Written request
Write the next part of the mailing-list post below on the unreasonable effectiveness of mathematics, picking up right after its quotation from Hamming.

Extracted text
FOM: The unreasonable effectiveness of mathematics

Julio Gonzalez Cabillon jgc at
Tue Jan 27 13:53:45 EST 1998

On Fri, 19 Dec 1997, 19:51:47 -0200, Julio Gonzalez Cabillon wrote:

|  Now, if one believes that mathematics is "socially constructed" (as I do
|  believe at times), how can we explain Wigner's dilemma of "unreasonable
|  effectiveness of mathematics in the natural sciences"?
|  How does a "socially constructed" discipline possess these science-like
|  qualifications?

Let me rephrase the wording of my previous questions:

Now, if one believes that mathematics is "socially constructed", 

i)  how can we explain Wigner's dilemma of "unreasonable effectiveness
of mathematics in the natural sciences"?

Richard Wesley Hamming in his "The Unreasonable Effectiveness of Mathematics"
[_The American Mathematical Monthly_, vol. 87, pp. 81-90, February 1980]
concludes that

          "we select the mathematics to fit the situation, and it is
          simply not true that the same mathematics works every place".

Material supplied
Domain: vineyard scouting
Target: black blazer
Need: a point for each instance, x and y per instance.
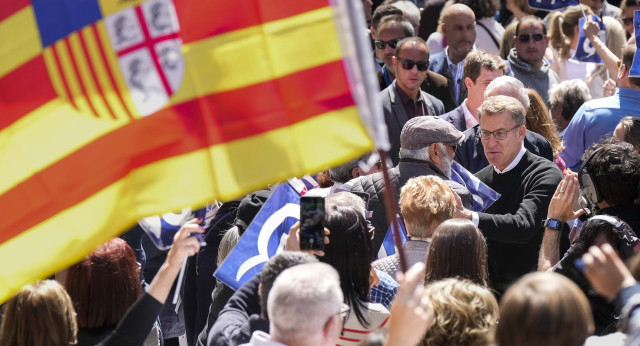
(470, 153)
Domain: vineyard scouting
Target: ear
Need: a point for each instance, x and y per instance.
(468, 82)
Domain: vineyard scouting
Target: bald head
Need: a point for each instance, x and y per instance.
(459, 27)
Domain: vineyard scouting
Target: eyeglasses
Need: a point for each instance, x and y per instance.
(497, 134)
(524, 38)
(370, 229)
(381, 44)
(408, 64)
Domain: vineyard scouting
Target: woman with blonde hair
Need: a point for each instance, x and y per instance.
(564, 33)
(465, 313)
(539, 121)
(40, 314)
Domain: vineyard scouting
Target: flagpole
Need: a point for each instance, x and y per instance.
(391, 207)
(364, 87)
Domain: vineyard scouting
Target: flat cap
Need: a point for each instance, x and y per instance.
(421, 132)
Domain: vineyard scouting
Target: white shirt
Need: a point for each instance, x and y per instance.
(474, 216)
(469, 119)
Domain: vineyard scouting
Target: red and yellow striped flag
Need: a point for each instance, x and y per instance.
(115, 110)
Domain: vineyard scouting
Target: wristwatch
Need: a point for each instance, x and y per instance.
(554, 224)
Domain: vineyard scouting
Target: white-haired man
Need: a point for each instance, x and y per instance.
(304, 310)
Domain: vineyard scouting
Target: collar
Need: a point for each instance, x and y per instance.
(404, 97)
(468, 117)
(513, 163)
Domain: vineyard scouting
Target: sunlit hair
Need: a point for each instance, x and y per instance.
(570, 94)
(539, 121)
(465, 313)
(457, 249)
(425, 202)
(478, 59)
(507, 40)
(631, 129)
(503, 104)
(104, 285)
(544, 308)
(562, 26)
(39, 314)
(615, 41)
(508, 86)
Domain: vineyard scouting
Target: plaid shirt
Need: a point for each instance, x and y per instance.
(386, 291)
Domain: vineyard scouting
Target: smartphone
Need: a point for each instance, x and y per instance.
(311, 223)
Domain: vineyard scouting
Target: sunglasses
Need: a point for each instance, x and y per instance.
(408, 64)
(381, 44)
(524, 38)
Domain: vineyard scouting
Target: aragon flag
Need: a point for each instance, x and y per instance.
(112, 110)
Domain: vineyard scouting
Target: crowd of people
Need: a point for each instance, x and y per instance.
(483, 86)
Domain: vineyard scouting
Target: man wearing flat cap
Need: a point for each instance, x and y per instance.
(513, 225)
(428, 145)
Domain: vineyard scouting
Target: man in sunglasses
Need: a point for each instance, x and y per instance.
(403, 99)
(527, 57)
(433, 84)
(525, 182)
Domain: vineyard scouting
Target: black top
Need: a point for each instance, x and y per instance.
(136, 323)
(513, 224)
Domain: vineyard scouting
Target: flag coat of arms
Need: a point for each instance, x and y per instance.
(111, 111)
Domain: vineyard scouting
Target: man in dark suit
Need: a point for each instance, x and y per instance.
(471, 155)
(459, 28)
(392, 29)
(480, 68)
(403, 99)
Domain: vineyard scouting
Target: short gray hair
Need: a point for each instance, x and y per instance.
(409, 11)
(508, 86)
(569, 94)
(301, 301)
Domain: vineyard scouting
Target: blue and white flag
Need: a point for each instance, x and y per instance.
(162, 228)
(483, 195)
(550, 5)
(634, 71)
(585, 52)
(388, 247)
(263, 238)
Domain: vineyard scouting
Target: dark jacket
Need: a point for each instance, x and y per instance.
(395, 116)
(407, 168)
(456, 118)
(435, 85)
(244, 303)
(438, 64)
(470, 153)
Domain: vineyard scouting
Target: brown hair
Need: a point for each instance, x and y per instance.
(562, 26)
(539, 121)
(425, 202)
(631, 128)
(104, 284)
(40, 314)
(544, 308)
(627, 59)
(465, 313)
(478, 59)
(503, 104)
(457, 249)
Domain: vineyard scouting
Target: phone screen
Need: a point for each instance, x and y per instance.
(311, 223)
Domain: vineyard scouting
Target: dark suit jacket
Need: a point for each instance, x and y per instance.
(456, 118)
(395, 116)
(435, 85)
(470, 153)
(439, 65)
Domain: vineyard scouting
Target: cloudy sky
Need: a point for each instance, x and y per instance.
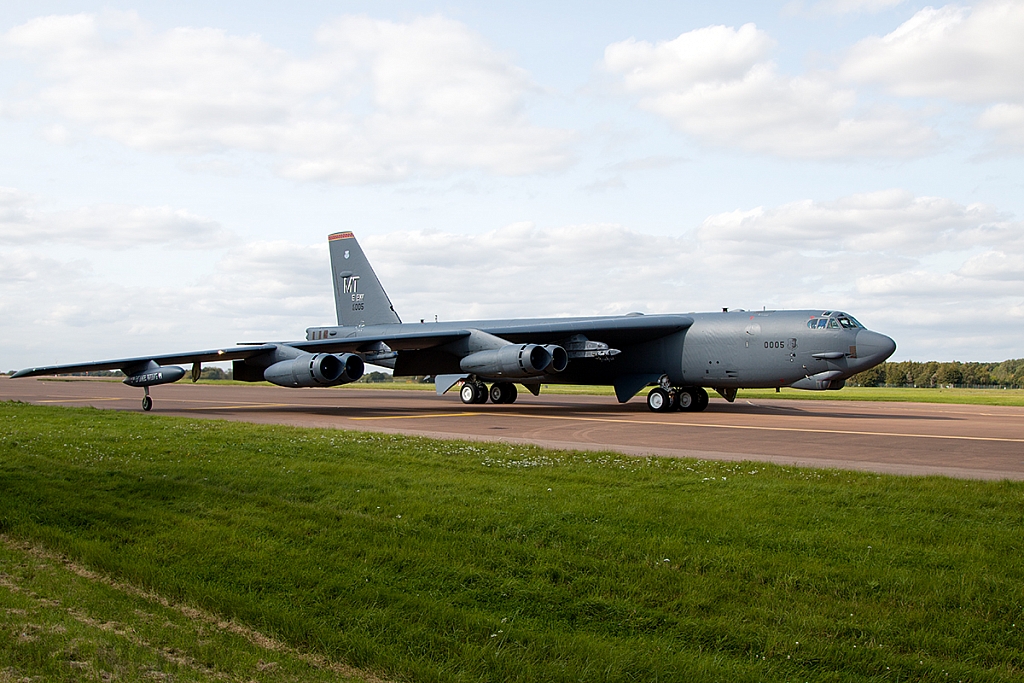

Exercise response
Perhaps, this statement might give the impression that we invent 'ad hoc'
mathematics, but this is simply not *always* the case. At any rate, it is
not very clear what Hamming had in mind when he said "we select". At the
beginning of his article he writes:

          "In his paper, Wigner gives a large number of examples of the
          effectiveness of mathematics in the physical sciences.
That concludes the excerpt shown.